= Problem 1 =
Set down the forum thread on fade out spray between "## waqasr (Oct" and "goes wrong .", inclusive, word for word.

═════ Selected extract

# Where to get fade out spray aerosol



## waqasr (Oct 22, 2011)

Im looking for some fade out spray for a repair i want to do on my car. Everyone i have asked says it needs atleast the whole panel done and thats a couple hundred quid. So before doing that I want to give it a shot myself as im pretty decent with cans but need the fadeout spray to make this work.

Im looking for the Upol system 20 fade out spray or something similiar. Thanks.


----------



## mr paint (Jul 11, 2009)

if you do it yourself it will cost more to do if it goes wrong .


----------



## steveo3002 (Jan 30, 2006)

ebay ?


----------



## Tiggs (Feb 28, 2007)

http://www.alloypaints.com/mipa-fade-out-thinners-400ml-464-p.asp


----------



## Rogc (Feb 28, 2011)

Can you post a picture of the repair area.
If its a small area on a panel and you can get a perfect paint match spray can, try spraying through a 1.5" hole on a piece of card held between 4 to 6" from the panel. Start and stop on the card.
If your using a spray gun and its a metallic you can blend in by gradually mixing the paint with laquer. To cover the repair 100% paint thinned appropriately, then spray with 50 paint 50 laquer 3 to 6" after repair area, then 25 paint 75 laquer. As long as you spray the entire repair area and the fade out area you can use this technique to disguise repairs. The paint shade side by side can be very noticeable but faded in this manner is near impossible to see.

══════════
═════ Material for this task

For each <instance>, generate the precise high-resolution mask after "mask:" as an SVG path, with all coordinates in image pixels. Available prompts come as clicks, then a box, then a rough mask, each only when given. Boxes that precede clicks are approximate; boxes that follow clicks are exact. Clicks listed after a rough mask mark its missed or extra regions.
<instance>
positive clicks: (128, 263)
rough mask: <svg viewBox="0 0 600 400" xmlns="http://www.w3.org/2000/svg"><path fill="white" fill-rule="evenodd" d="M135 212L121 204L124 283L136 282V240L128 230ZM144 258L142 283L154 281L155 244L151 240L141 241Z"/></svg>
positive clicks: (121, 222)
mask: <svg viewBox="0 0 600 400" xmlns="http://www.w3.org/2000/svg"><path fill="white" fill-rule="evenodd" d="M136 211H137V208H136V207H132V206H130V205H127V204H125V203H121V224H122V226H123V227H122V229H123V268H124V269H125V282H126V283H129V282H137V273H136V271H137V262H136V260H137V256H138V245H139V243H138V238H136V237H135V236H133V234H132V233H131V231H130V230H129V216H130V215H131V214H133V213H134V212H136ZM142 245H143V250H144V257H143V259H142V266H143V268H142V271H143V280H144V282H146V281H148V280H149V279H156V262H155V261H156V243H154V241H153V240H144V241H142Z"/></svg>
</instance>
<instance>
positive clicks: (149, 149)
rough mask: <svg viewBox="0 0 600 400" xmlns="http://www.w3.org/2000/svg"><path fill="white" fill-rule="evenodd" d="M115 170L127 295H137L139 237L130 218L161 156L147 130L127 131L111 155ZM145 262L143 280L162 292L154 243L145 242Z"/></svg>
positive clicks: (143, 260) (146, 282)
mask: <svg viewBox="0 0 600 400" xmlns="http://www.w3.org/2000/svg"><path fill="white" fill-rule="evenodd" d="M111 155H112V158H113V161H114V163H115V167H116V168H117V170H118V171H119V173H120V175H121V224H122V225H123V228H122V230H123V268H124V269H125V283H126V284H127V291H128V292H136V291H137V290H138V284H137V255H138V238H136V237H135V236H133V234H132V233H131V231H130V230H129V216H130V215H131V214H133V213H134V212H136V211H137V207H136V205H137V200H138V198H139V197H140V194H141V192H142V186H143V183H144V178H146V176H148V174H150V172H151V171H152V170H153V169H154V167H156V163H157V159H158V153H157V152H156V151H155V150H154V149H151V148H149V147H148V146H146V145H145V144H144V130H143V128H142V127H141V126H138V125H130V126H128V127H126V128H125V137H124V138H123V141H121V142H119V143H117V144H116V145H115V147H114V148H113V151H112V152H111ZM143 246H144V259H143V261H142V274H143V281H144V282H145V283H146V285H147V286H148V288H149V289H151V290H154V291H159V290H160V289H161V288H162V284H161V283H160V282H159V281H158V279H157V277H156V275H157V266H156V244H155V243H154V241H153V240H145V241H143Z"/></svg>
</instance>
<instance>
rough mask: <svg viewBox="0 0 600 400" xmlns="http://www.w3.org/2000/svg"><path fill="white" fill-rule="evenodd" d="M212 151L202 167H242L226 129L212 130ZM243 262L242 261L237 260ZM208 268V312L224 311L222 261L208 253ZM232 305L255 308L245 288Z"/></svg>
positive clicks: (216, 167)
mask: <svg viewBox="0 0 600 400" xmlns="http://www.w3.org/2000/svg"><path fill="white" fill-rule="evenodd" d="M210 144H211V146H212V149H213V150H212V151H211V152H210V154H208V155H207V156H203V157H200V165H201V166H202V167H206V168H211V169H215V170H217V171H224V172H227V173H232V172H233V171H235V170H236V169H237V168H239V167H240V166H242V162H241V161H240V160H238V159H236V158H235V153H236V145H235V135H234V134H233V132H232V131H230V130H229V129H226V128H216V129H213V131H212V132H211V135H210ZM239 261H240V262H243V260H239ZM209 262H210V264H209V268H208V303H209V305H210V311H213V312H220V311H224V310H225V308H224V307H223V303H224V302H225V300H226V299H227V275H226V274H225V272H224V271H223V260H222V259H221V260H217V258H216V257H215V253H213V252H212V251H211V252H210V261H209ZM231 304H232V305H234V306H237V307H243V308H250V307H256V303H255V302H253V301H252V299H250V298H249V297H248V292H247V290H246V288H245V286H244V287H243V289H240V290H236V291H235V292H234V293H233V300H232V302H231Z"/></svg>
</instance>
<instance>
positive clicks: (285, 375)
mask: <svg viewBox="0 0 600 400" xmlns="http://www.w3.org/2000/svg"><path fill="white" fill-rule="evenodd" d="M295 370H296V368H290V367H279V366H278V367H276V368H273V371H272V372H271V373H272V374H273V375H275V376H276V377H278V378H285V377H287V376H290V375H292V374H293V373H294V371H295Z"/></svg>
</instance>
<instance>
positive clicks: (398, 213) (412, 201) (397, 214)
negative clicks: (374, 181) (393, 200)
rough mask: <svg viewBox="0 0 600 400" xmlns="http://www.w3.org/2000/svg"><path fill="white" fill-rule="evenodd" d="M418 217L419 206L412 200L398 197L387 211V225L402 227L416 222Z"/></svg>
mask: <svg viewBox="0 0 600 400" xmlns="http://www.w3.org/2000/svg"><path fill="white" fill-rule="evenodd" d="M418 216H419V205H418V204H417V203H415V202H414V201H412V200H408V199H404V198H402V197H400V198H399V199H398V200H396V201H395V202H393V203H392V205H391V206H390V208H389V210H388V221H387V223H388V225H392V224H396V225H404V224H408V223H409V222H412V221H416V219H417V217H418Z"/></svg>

══════════
═════ Material for this task

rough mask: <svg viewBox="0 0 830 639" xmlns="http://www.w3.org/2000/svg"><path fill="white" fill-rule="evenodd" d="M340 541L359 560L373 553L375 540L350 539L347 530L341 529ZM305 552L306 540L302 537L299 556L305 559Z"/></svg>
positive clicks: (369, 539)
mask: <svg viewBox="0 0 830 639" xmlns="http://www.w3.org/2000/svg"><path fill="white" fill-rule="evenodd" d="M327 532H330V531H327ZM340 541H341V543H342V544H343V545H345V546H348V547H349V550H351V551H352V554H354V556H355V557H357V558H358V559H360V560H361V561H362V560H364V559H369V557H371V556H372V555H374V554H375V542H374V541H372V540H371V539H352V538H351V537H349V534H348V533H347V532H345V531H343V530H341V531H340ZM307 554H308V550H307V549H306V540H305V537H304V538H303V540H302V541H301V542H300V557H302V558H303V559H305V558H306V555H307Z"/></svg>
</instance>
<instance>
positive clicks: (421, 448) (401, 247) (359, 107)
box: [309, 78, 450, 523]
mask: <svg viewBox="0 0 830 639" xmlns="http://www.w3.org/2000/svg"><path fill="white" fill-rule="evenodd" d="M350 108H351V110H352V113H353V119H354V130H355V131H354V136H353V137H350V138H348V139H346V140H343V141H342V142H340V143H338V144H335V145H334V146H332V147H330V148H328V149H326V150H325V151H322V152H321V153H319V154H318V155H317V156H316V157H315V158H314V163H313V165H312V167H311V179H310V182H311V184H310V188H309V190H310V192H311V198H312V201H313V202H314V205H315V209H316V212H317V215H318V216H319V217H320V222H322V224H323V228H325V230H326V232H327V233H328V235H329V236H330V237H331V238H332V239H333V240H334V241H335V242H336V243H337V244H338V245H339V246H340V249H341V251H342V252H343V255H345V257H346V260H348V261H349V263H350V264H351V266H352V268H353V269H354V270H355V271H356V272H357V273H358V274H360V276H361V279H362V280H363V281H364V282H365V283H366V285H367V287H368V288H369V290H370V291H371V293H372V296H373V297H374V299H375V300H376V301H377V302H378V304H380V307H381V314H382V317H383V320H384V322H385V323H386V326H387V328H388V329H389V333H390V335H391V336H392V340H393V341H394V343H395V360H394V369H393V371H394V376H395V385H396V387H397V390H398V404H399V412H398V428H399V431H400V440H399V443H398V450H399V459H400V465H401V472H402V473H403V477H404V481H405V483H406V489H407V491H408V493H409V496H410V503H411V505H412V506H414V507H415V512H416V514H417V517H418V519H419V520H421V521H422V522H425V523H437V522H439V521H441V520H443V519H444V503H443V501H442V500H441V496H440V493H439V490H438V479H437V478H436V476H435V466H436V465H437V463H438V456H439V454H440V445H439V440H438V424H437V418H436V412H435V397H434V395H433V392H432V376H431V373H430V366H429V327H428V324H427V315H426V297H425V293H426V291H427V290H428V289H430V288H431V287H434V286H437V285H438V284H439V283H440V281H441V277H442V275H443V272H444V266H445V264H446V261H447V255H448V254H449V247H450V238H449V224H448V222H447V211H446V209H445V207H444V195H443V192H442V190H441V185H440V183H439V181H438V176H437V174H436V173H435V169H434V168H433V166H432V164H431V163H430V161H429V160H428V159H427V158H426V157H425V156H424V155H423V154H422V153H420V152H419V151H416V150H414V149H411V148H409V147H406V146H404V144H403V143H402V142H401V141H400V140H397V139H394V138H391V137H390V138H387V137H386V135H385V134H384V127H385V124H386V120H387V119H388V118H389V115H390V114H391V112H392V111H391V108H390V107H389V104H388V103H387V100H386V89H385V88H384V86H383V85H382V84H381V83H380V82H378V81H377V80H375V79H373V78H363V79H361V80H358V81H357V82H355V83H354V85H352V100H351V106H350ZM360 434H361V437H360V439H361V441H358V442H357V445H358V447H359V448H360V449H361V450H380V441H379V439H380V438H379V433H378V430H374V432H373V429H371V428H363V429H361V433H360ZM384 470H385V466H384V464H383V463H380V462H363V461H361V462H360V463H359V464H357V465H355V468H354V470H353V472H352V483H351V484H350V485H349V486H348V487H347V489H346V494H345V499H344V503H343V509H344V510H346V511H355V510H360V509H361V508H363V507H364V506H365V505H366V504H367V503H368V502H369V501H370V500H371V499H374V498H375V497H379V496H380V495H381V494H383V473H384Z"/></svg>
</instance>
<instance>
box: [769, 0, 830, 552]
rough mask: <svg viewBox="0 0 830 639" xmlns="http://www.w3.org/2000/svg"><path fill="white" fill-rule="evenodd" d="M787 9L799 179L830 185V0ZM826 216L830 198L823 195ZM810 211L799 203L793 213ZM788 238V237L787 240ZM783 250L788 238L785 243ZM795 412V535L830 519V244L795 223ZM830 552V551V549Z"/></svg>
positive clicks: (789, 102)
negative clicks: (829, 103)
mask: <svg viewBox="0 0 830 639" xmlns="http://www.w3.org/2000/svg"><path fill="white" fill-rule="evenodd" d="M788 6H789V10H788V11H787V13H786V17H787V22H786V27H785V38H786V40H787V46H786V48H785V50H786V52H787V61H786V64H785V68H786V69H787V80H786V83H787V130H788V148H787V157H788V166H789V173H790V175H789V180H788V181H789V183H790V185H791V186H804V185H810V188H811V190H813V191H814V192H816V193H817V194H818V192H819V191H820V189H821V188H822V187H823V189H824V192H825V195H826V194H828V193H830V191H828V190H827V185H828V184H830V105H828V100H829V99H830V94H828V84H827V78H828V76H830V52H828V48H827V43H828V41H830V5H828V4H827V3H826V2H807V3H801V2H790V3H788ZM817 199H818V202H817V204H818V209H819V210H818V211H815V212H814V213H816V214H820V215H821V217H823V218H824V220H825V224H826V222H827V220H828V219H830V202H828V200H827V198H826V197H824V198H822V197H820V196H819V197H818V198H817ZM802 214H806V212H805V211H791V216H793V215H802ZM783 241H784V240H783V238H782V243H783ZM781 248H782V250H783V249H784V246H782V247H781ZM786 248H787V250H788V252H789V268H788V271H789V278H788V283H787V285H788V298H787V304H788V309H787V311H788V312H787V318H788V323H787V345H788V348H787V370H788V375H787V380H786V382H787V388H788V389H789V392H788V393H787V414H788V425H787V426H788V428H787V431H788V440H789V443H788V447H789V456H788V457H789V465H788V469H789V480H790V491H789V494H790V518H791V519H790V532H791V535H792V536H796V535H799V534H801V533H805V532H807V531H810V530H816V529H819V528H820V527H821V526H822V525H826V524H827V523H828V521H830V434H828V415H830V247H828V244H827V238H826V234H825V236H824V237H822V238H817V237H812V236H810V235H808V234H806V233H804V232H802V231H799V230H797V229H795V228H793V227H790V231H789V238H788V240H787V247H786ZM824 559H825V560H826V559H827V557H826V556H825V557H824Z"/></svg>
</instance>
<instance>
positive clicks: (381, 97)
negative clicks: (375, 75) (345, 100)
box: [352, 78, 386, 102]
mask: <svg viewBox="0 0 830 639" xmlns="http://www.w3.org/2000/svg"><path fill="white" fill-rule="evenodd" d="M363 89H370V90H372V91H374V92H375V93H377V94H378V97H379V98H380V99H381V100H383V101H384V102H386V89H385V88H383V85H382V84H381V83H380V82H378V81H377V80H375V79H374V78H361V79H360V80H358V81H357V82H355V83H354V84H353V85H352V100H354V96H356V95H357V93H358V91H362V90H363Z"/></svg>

══════════

= Problem 2 =
In the first block of rows, rewrite the lines between the lines holding "For each <instance>, generate" and "positive clicks: (128, 263)", inclusive, with "rough mask" replaced by "coarse mask" and all else unchanged. Give only those lines.

= Task answer 1 =
## waqasr (Oct 22, 2011)

Im looking for some fade out spray for a repair i want to do on my car. Everyone i have asked says it needs atleast the whole panel done and thats a couple hundred quid. So before doing that I want to give it a shot myself as im pretty decent with cans but need the fadeout spray to make this work.

Im looking for the Upol system 20 fade out spray or something similiar. Thanks.


----------



## mr paint (Jul 11, 2009)

if you do it yourself it will cost more to do if it goes wrong .

= Task answer 2 =
For each <instance>, generate the precise high-resolution mask after "mask:" as an SVG path, with all coordinates in image pixels. Available prompts come as clicks, then a box, then a coarse mask, each only when given. Boxes that precede clicks are approximate; boxes that follow clicks are exact. Clicks listed after a coarse mask mark its missed or extra regions.
<instance>
positive clicks: (128, 263)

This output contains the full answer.